■ Data supplied ■
◆ ◆ ◆ ◆

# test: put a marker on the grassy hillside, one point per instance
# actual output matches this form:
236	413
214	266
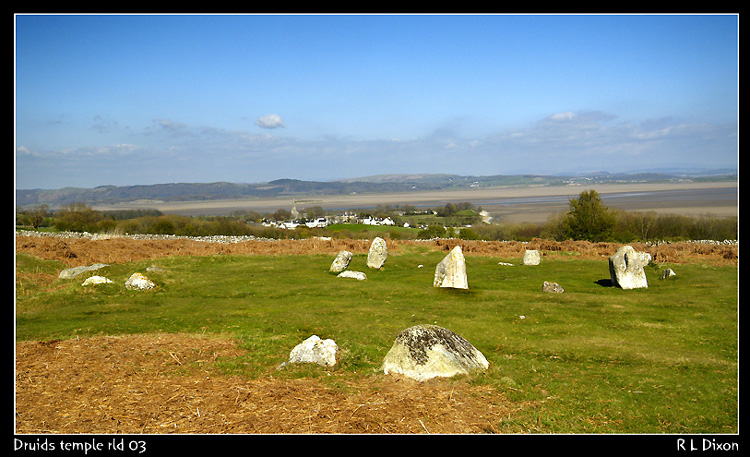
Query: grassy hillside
595	359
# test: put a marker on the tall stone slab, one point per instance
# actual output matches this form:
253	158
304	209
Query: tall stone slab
626	268
378	253
451	271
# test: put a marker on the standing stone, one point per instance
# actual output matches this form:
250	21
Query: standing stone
378	253
626	268
423	352
531	257
341	262
451	271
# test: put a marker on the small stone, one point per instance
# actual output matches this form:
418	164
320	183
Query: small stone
314	350
668	273
378	253
341	262
352	274
531	257
75	271
96	280
138	281
552	287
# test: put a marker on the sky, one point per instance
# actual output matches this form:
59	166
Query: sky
150	99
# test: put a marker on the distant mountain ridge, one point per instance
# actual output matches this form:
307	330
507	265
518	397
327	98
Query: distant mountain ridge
291	187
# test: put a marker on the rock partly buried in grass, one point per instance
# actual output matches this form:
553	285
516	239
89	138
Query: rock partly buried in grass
424	352
314	350
353	274
668	273
378	253
531	257
96	280
341	262
451	271
552	287
138	281
75	271
626	268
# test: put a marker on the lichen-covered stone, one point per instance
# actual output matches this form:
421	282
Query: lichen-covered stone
552	287
451	271
341	262
96	280
138	281
531	257
314	350
378	254
75	271
424	352
626	268
353	274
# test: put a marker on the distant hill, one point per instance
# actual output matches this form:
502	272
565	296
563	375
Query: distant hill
290	187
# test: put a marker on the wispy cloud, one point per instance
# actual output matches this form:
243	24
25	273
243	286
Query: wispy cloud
169	151
271	121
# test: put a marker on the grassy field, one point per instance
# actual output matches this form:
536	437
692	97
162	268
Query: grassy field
595	359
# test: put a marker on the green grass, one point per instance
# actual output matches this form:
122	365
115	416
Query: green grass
595	359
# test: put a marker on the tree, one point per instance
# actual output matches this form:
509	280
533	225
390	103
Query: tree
588	219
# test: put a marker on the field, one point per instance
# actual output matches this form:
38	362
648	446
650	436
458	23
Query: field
533	204
198	354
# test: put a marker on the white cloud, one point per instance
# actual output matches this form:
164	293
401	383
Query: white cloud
271	121
562	116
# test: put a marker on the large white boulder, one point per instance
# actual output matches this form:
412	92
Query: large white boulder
451	271
341	262
314	350
626	268
424	352
378	253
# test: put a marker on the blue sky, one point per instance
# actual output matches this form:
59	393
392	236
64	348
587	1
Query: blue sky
146	99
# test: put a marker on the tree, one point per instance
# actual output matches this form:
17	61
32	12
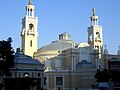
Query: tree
6	57
102	76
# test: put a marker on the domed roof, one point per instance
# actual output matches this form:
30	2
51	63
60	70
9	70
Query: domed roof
84	63
63	43
84	45
20	58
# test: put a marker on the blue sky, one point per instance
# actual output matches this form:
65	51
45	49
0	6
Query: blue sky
58	16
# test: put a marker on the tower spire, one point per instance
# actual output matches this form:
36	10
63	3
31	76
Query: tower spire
94	18
30	2
94	12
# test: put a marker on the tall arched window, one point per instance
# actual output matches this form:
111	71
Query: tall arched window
31	26
31	43
97	35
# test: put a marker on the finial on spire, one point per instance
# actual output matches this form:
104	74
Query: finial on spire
94	11
30	2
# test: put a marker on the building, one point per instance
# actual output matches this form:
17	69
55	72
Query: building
67	64
26	70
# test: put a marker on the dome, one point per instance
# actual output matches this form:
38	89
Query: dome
84	45
84	63
63	43
20	58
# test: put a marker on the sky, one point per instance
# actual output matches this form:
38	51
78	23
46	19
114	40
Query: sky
58	16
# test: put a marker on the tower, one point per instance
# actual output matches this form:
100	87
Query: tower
95	36
29	33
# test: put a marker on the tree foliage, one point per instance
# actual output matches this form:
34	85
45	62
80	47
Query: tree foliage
102	76
6	56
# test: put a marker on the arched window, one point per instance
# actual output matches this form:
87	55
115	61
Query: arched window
31	26
97	35
31	43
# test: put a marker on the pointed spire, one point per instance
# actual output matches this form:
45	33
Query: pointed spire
94	18
30	2
118	52
105	50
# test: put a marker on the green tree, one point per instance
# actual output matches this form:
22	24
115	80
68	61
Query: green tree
6	57
102	76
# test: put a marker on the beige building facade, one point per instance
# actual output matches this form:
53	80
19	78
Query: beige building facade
67	64
29	33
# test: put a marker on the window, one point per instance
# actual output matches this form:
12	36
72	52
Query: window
31	26
45	80
59	81
31	43
97	35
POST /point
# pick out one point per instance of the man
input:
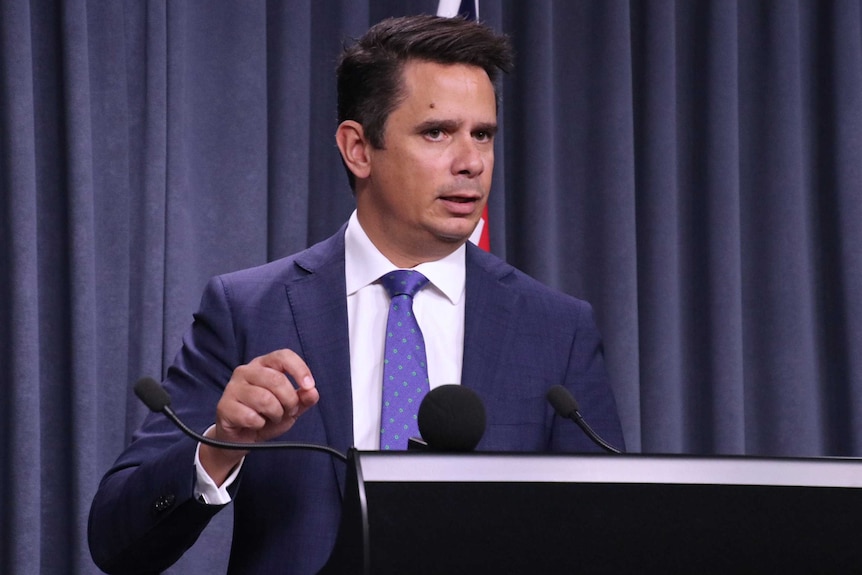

◆ ◆ ◆ ◆

■ Problem details ■
Copy out the records exactly. Do not include the pictures.

■ Answer section ■
# test: put a marker on the grassy hillside, one point per instance
# actual output matches this form:
236	413
214	266
Query: grassy hillside
595	359
# test: put a marker on the tall stone slab, one point per instance
# actual output matches this form:
253	158
304	209
Query: tall stone slab
626	268
378	253
451	271
# test: put a marker on the standing stone, one point per instance
# actual output matches this form:
250	21
Query: standing stone
378	253
626	268
423	352
531	257
341	262
451	271
# test: put a marker on the small stone, one point per instance
# actual output matches this form:
418	164
320	183
Query: small stone
314	350
668	273
378	253
341	262
352	274
531	257
75	271
96	280
138	281
552	287
# test: put a marker on the sky, one point per instance
# actual output matches this form:
59	166
Query: sky
150	99
# test: put a marker on the distant mountain ridge, one point per instance
# actual output matches this form:
307	330
507	265
518	397
327	98
Query: distant mountain ridge
291	187
# test: put a marker on the rock partly buried in grass, one point per instance
# actual output matches this form:
553	285
516	239
89	138
Query: rock partly buried in grass
424	352
314	350
353	274
668	273
378	253
531	257
96	280
341	262
451	271
552	287
138	281
75	271
626	268
# test: put a marker on the lichen-covered stone, one point per instance
# actual output matches this form:
421	282
Query: lichen-covered stone
552	287
451	271
341	262
96	280
138	281
531	257
314	350
378	254
75	271
424	352
626	268
353	274
# test: put a marker on the distant hill, one point per instance
# actual output matches this form:
502	272
565	296
563	375
Query: distant hill
290	187
# test: put a marker on the wispy cloud, one point per instance
# actual output matches this form:
243	24
25	273
243	286
Query: wispy cloud
169	151
271	121
# test: put a marker on the grassy field, one point per instance
# actual output matches this form:
536	437
692	97
162	268
Query: grassy field
595	359
# test: put a marker on the green grass, one point per instance
# actual output matches this form:
122	365
115	416
Query: green grass
595	359
# test: put a marker on the tree, one point per instance
# actual output matches this form:
509	280
533	225
390	103
Query: tree
588	219
# test: put a marker on the field, one point per instance
# actual output matches this form:
38	362
648	446
650	436
458	23
Query: field
533	204
198	354
# test: put a marker on the white cloud, one point per instance
# actual output matches this form:
164	293
401	383
Query: white cloud
271	121
562	116
# test: put a marker on the large white boulder, one point per instance
# actual output matches this form:
412	92
Query: large white boulder
451	271
341	262
314	350
626	268
424	352
378	253
# test: put a marker on the blue sky, one point per instance
# actual output matches this form:
59	393
392	236
64	348
587	1
Query: blue sky
146	99
# test: put a marker on the tree, one point per instance
# actual output matches this form:
17	61
32	12
Query: tree
6	57
102	76
# test: put a marker on the domed roof, one point per instance
# actual output matches this form:
30	2
51	63
60	70
9	70
Query: domed roof
84	63
63	43
84	45
20	58
# test: put a marker on the blue sky, one point per instance
# actual output matches this form:
65	51
45	49
0	6
Query: blue sky
58	16
# test: put a marker on the tower spire, one point per instance
# actual output matches this form:
36	10
63	3
31	76
Query: tower spire
94	18
30	2
94	12
# test: put a marker on the tall arched window, one point per instance
# actual output matches this form:
111	71
Query: tall arched window
31	26
31	43
97	35
# test: put a marker on the finial on spire, one point per instance
# actual output matches this form:
104	74
Query: finial on spire
94	11
30	2
# test: put a marker on the building, one point per instance
# actual output matches this form:
17	69
55	72
Query: building
67	64
26	70
# test: put a marker on the dome, one point per instance
# actual output matches this form:
38	89
Query: dome
84	45
84	63
63	43
20	58
# test: put a marker on the sky, one point per instance
# actual output matches this form:
38	51
78	23
46	19
114	40
Query: sky
58	16
# test: put a marker on the tower, one point per instance
# actual output matches this form:
100	87
Query: tower
95	36
29	33
# test: put a marker on the tree foliage, one point per instance
# actual output matches this form:
34	85
45	62
80	47
Query: tree foliage
102	76
6	56
# test: put a marker on the arched window, one point per instance
# actual output matches this form:
87	55
115	61
Query: arched window
31	26
97	35
31	43
# test: put a marker on the pointed spire, one point per instance
# actual output matches this form:
45	33
Query: pointed spire
94	18
30	2
118	52
105	50
# test: put a marker on the green tree, one point per instance
# actual output matches this form:
22	24
115	80
68	61
Query: green tree
6	57
102	76
# test: put a marker on the beige building facade, one point per instance
# actual output matches this form:
53	80
19	78
Query: beige building facade
67	64
29	33
# test: put a marker on the window, one point per instance
# actual output matches this form:
12	36
72	52
Query: window
31	26
45	80
59	81
31	43
97	35
POST /point
# pick out one point per instance of the man
input:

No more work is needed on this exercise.